- **TEKST**:
Po angielsku określenia chemtrails i contrails, jak condensation trails, czyli smugi kondensacyjne, są bardzo podobne, więc moglibyśmy to tłumaczyć pewnym nieporozumieniem, gdyby nie to, że zbudowano na tym całą sferę wierzeń. O co najkrócej mówiąc chodzi? O pracę silnika odrzutowego, który wtłacza do komory spalania sprężone powietrze, następnie dodaje do tego paliwo, zachodzi zapłon, a z tyłu silnika są wyrzucane spaliny, gazy wylotowe, które się gwałtownie rozprężają. Proces fizyczny jest bardzo prosty. Jeżeli spada ciśnienie, spada też temperatura. Jeżeli mamy atmosferę, a w tych gazach wylotowych mamy duże wysycenie parą wodną, w efekcie zachodzi skraplanie. W związku z tym mamy smugę kondensacyjną, chmurę, która kiedyś nazywała się cirrus tractus, czyli cirrus drogowy, a teraz to cirrus homogenitus, czyli cirrus utworzony przez człowieka. Wszystko wydawałoby się proste, bo zwolennicy tej teorii spiskowej rozumieją powstawanie takiej chmury, ale im chodzi o takie smugi kondensacyjne, które pozostają na bardzo długo i to one są rzekomo zbudowane z substancji chemicznych, które mogą zrobić to i to. Może teraz przyjrzyjmy się, dlaczego część smug zostaje. Co musi być wysoko w atmosferze, gdzie latają samoloty, żeby smuga długo się utrzymała? Po pierwsze, nie może być zbyt sucho. Produkty spalania zawierają bardzo dużo pary wodnej, ale gdy ta para wodna utrzyma się w gazowym stanie skupienia, to jej nie zobaczymy. Natomiast jeżeli atmosfera jest wysycona wilgocią, jest tam dużo pary wodnej i odpowiednio zimno, to wtedy powstają igiełki lodu, które utrzymują się dłużej. Stąd mamy różny czas trwania takich chmur. Często są one rozwiewane przez wiatry górne, w związku z czym to też jest jeden z argumentów, że to na pewno coś dziwnego, ponieważ wiatr tam wieje inaczej. Tak, w atmosferze górnej wiatr wieje inaczej niż tu przy powierzchni Ziemi.

- **WYBRANE ZAPISY**:

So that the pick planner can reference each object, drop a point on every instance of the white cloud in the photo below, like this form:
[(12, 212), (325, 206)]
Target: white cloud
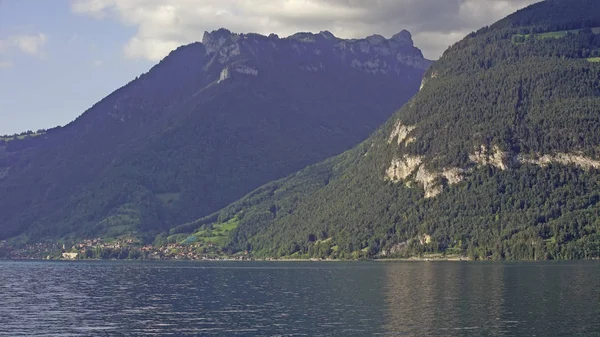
[(5, 64), (162, 25), (28, 44)]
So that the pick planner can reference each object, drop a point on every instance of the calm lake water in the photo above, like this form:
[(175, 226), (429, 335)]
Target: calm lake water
[(299, 299)]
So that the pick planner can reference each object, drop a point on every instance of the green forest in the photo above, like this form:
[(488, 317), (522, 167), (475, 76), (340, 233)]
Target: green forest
[(528, 86)]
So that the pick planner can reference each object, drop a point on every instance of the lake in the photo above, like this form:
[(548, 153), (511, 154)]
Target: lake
[(115, 298)]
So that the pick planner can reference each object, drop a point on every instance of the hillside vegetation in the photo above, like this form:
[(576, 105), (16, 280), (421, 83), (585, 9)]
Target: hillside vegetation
[(205, 126), (497, 157)]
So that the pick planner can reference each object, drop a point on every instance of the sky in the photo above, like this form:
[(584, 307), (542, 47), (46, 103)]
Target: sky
[(59, 57)]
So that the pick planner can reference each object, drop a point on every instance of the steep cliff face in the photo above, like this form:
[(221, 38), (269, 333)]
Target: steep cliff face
[(209, 123), (497, 156)]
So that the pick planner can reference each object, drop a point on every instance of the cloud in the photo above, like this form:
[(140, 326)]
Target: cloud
[(162, 25), (5, 64), (28, 44)]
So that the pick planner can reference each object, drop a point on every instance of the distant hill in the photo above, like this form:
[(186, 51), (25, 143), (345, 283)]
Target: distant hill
[(497, 157), (208, 124)]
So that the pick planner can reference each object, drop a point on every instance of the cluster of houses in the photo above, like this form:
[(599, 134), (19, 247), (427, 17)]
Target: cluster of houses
[(81, 250)]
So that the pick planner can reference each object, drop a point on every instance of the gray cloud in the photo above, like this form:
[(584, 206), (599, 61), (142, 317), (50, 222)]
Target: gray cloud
[(162, 25)]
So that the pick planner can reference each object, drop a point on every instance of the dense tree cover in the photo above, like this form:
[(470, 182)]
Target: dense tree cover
[(529, 98), (208, 124)]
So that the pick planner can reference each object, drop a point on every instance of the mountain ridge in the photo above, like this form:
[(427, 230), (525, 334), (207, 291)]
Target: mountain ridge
[(207, 124), (495, 158)]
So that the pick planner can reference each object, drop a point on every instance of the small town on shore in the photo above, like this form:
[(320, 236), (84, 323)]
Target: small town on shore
[(124, 249)]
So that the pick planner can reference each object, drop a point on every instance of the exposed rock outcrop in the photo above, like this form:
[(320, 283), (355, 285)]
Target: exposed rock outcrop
[(401, 132)]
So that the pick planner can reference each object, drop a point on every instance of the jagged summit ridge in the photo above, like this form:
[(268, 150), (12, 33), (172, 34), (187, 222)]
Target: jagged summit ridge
[(373, 54)]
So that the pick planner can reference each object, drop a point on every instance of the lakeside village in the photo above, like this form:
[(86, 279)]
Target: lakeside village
[(126, 249)]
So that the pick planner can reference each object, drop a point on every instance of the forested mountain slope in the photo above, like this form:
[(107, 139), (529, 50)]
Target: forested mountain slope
[(497, 156), (208, 124)]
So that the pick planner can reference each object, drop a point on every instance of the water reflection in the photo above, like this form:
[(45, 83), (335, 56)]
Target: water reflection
[(492, 299), (288, 299), (162, 299)]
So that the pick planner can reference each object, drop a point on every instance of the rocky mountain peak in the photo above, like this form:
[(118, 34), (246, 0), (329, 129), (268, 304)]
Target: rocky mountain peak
[(404, 37), (216, 39)]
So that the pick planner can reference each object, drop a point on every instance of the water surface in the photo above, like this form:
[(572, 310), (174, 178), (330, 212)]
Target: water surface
[(299, 299)]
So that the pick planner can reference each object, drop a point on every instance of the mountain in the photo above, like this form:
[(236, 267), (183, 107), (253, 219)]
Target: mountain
[(208, 124), (497, 157)]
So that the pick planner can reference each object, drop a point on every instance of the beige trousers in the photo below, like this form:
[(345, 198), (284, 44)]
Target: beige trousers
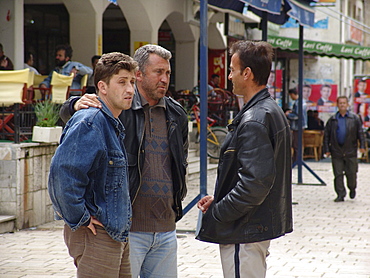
[(97, 256), (244, 260)]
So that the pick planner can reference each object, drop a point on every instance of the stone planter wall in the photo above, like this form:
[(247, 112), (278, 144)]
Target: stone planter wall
[(24, 170)]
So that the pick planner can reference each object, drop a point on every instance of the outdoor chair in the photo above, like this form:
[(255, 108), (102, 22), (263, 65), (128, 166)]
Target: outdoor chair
[(14, 95), (59, 87), (38, 92)]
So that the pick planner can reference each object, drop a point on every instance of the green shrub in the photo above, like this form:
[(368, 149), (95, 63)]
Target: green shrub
[(47, 113)]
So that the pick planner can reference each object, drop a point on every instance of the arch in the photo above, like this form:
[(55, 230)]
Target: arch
[(186, 55), (115, 26)]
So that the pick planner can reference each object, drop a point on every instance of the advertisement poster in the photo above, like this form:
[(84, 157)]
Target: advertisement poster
[(275, 85), (321, 97), (361, 99), (216, 65)]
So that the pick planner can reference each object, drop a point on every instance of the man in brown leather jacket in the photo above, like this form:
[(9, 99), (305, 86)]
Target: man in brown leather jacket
[(343, 131), (252, 200)]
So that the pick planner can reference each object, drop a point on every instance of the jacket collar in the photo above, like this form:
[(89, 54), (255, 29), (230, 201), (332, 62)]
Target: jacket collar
[(263, 94), (114, 121)]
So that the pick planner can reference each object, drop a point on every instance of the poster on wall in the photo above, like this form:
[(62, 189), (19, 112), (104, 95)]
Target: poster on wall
[(321, 97), (275, 85), (361, 99), (216, 65)]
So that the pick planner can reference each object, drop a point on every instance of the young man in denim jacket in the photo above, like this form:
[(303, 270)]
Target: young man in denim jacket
[(88, 182)]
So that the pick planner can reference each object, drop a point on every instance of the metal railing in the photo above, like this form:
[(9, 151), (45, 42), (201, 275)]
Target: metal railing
[(16, 122)]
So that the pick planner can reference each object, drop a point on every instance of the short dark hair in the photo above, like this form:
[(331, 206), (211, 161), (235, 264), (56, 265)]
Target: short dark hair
[(325, 85), (95, 57), (110, 64), (343, 97), (257, 55), (67, 48), (27, 57), (142, 54)]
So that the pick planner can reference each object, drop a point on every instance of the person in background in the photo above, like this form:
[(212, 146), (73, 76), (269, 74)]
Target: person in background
[(325, 92), (252, 200), (342, 136), (215, 81), (306, 93), (28, 63), (64, 65), (90, 83), (5, 62), (157, 139), (293, 117), (367, 117), (313, 121), (361, 87), (88, 181)]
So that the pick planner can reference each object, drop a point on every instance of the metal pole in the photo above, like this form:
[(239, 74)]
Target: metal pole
[(203, 65), (264, 25), (300, 103), (203, 95)]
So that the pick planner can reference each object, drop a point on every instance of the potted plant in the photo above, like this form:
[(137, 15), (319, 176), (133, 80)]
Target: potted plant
[(46, 129)]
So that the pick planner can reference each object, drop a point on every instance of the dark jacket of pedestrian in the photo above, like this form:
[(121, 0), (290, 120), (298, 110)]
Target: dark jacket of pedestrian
[(177, 128), (259, 204), (354, 133)]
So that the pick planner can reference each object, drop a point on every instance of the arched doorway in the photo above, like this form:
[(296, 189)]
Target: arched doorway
[(45, 27), (116, 33), (167, 40)]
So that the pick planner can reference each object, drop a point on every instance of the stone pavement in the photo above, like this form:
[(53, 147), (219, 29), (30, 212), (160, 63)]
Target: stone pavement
[(330, 240)]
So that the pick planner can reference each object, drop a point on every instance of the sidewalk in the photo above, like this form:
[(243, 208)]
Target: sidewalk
[(330, 240)]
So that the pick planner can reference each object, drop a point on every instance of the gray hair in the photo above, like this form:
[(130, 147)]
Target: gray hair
[(142, 54)]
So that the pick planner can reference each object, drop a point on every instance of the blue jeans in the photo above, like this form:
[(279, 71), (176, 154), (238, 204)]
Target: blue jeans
[(153, 255)]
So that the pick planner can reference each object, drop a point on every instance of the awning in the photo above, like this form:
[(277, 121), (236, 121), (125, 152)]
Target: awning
[(279, 11), (322, 48), (234, 5)]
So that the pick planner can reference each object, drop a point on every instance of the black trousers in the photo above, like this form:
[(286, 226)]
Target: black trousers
[(348, 167)]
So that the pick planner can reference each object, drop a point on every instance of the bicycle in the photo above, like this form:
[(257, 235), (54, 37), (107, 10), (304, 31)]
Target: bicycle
[(215, 136)]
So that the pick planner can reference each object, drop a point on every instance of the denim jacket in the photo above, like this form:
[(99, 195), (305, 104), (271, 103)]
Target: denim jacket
[(66, 70), (89, 175)]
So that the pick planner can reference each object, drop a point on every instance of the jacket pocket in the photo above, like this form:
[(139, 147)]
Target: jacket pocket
[(117, 169), (132, 159)]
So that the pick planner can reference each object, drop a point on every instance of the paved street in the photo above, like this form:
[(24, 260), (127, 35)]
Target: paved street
[(330, 240)]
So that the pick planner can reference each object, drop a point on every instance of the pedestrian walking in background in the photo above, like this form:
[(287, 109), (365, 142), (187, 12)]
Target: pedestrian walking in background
[(157, 146), (293, 117), (88, 181), (252, 202), (342, 137)]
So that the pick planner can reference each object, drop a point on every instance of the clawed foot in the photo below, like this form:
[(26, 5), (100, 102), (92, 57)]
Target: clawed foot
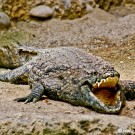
[(27, 99)]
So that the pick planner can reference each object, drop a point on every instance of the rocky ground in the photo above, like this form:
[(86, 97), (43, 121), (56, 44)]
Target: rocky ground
[(101, 33)]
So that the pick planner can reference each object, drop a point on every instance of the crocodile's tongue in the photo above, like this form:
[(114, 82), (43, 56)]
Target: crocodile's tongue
[(106, 90)]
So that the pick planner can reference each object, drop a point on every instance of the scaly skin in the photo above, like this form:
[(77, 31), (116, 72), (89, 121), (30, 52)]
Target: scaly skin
[(71, 75)]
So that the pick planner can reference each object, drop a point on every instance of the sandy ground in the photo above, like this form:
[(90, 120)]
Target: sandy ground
[(102, 34)]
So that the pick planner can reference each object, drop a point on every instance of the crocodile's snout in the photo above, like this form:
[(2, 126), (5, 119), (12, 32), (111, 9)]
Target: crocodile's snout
[(105, 95)]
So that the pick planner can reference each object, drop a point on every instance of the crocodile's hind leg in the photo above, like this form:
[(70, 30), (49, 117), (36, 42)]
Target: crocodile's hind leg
[(36, 94), (18, 75), (129, 89)]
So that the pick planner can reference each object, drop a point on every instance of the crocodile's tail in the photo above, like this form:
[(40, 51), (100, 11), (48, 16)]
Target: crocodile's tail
[(129, 89)]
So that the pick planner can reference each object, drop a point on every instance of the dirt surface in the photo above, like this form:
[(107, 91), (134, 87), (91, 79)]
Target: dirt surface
[(100, 33)]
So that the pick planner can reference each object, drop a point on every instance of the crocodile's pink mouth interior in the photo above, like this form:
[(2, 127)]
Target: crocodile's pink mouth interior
[(107, 90)]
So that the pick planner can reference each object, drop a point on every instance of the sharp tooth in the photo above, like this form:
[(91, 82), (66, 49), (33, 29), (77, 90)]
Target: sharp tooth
[(103, 80), (99, 84)]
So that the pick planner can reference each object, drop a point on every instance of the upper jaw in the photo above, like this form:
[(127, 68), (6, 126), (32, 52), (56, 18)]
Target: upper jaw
[(107, 95)]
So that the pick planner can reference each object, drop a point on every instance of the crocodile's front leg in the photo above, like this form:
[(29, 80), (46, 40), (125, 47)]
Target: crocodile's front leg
[(36, 94), (128, 87)]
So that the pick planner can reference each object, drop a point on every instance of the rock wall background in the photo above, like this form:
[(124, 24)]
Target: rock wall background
[(65, 9)]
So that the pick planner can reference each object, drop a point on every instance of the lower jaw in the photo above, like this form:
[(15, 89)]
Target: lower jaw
[(111, 106)]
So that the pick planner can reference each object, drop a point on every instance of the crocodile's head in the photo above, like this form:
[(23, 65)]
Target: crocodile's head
[(103, 92)]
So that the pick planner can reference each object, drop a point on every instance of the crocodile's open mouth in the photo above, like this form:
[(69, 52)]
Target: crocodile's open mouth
[(107, 90)]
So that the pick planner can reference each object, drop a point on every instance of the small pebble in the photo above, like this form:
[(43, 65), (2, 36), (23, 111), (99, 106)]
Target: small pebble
[(41, 11)]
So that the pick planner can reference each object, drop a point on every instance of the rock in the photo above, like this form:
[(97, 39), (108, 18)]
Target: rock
[(4, 20), (63, 9), (41, 11)]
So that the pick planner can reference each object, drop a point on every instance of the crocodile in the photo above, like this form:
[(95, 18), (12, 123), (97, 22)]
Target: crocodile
[(69, 74)]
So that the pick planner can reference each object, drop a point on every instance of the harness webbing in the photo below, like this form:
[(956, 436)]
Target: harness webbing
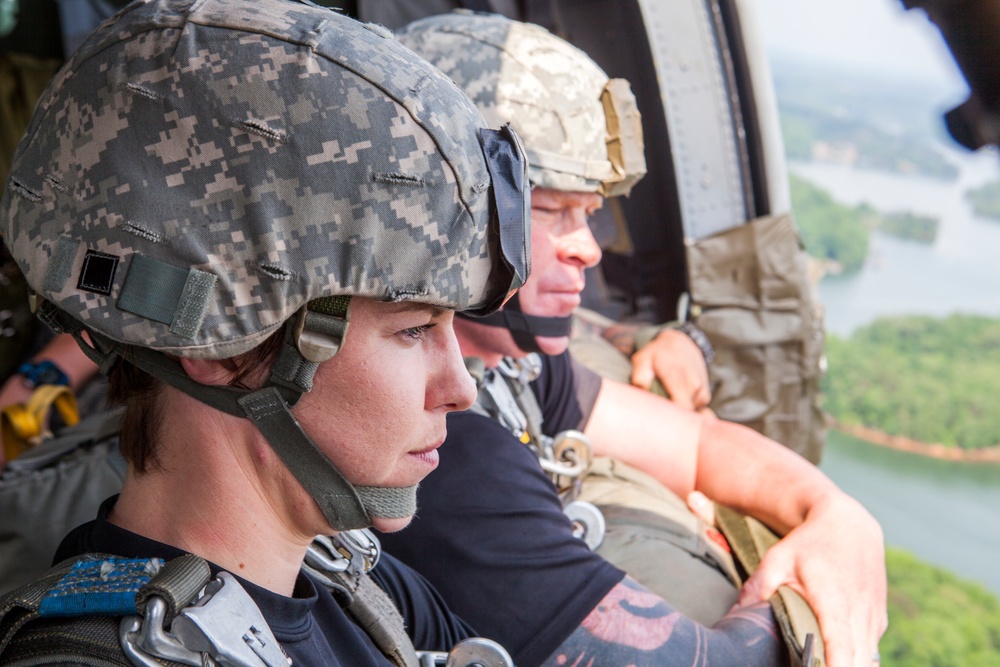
[(370, 606), (78, 640)]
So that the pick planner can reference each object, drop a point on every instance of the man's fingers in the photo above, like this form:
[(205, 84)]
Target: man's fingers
[(642, 374)]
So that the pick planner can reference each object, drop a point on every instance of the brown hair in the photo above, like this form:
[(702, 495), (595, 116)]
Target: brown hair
[(140, 392)]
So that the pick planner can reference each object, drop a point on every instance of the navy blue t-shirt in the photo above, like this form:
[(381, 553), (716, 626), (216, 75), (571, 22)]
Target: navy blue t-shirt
[(311, 626), (490, 533)]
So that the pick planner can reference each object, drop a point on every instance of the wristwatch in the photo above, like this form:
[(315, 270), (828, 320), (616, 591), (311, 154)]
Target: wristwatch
[(37, 373), (699, 338)]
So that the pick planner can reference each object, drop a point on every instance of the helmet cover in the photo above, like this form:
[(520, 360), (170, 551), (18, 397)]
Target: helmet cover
[(198, 172), (581, 131)]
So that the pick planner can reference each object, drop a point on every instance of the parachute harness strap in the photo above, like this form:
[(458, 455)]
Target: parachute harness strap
[(505, 396)]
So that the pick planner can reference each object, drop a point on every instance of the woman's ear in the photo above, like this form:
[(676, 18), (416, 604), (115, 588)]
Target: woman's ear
[(208, 371)]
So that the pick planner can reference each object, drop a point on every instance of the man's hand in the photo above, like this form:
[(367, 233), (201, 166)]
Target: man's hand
[(674, 359), (836, 561)]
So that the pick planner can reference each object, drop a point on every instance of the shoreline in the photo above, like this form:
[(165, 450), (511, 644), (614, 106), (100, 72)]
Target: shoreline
[(902, 443)]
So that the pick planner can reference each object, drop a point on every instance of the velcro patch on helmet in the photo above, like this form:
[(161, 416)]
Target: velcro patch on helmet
[(98, 272)]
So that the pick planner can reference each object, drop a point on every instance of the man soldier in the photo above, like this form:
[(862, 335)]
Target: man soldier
[(258, 218), (491, 534)]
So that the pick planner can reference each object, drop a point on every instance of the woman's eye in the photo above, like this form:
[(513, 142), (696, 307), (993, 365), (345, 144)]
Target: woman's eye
[(416, 333)]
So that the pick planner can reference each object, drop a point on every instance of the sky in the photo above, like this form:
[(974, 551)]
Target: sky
[(876, 35)]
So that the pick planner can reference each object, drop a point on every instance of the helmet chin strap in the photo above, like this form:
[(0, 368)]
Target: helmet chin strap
[(345, 505), (523, 327)]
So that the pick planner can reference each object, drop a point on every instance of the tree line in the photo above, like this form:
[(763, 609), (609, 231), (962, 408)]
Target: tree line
[(934, 380)]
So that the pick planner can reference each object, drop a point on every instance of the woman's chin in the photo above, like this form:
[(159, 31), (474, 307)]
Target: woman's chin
[(385, 525)]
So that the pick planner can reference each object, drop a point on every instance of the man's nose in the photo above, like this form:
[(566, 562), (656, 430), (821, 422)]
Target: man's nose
[(580, 247)]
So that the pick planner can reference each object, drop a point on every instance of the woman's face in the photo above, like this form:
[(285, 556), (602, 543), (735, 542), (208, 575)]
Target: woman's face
[(377, 409)]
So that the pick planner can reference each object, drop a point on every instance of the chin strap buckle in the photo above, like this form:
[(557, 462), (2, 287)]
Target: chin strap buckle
[(223, 626), (353, 551)]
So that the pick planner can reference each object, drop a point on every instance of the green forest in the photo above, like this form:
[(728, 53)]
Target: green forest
[(985, 200), (829, 229), (937, 619), (930, 379), (832, 231)]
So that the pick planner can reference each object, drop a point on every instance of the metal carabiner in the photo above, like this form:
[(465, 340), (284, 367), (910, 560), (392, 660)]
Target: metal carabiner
[(472, 652), (222, 627)]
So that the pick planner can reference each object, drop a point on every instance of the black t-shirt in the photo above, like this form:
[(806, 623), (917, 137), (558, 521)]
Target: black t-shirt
[(490, 533), (311, 626)]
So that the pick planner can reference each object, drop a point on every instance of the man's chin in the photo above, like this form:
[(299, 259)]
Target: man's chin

- **ZADANIE 1**:
Jak według tekstu o smugach kondensacyjnych nazywa się obecnie chmura, którą dawniej określano jako cirrus tractus?
- **ZADANIE 2**:
Oceń, czy poniższe stwierdzenia zgadzają się z tekstem o smugach kondensacyjnych, i przy każdym przytocz rozstrzygające słowa tekstu: (a) gdy spada ciśnienie, spada również temperatura; (b) smuga utrzymuje się długo, gdy na wysokości lotu samolotów jest bardzo sucho; (c) w atmosferze górnej wiatr wieje tak samo jak przy powierzchni Ziemi.
- **ZADANIE 3**:
Napisz dalszy ciąg tekstu o smugach kondensacyjnych, zaczynając od miejsca, w którym się kończy.
Zapisy nie mają tu żadnego znaczenia.

- **ODPOWIEDŹ 1**:
Cirrus homogenitus, czyli cirrus utworzony przez człowieka.

- **ODPOWIEDŹ 2**:
(a) Tak: „Jeżeli spada ciśnienie, spada też temperatura.”
(b) Nie: „Po pierwsze, nie może być zbyt sucho.”
(c) Nie: „Tak, w atmosferze górnej wiatr wieje inaczej niż tu przy powierzchni Ziemi.”

- **ODPOWIEDŹ 3**:
D.B.: O jakich wysokościach mówimy?
M.B.: Standardowa wysokość przelotowa w lotach lokalnych to jest mniej więcej 10 kilometrów. W lotach transkontynentalnych mamy dużo wyższe wysokości. Trudno się dziwić, że chmura pozostaje. Gdybyśmy włączyli czajnik, z którego leci gorąca para wodna, ale natychmiast ją schłodzimy, na przykład do -50 stopni Celsjusza, mamy gotową chmurę składającą się z kryształków lodu. Jeżeli będzie odpowiednia temperatura i wysycenie wilgocią, to te kryształki lodu nie znikną i będziemy obserwować chmurę.
D.B. Przychodzą mi do głowy te słynne eksperymenty na stacjach badawczych w Arktyce czy w Antarktyce, gdzie rozlewano herbatę z termosu przy bardzo niskiej temperaturze.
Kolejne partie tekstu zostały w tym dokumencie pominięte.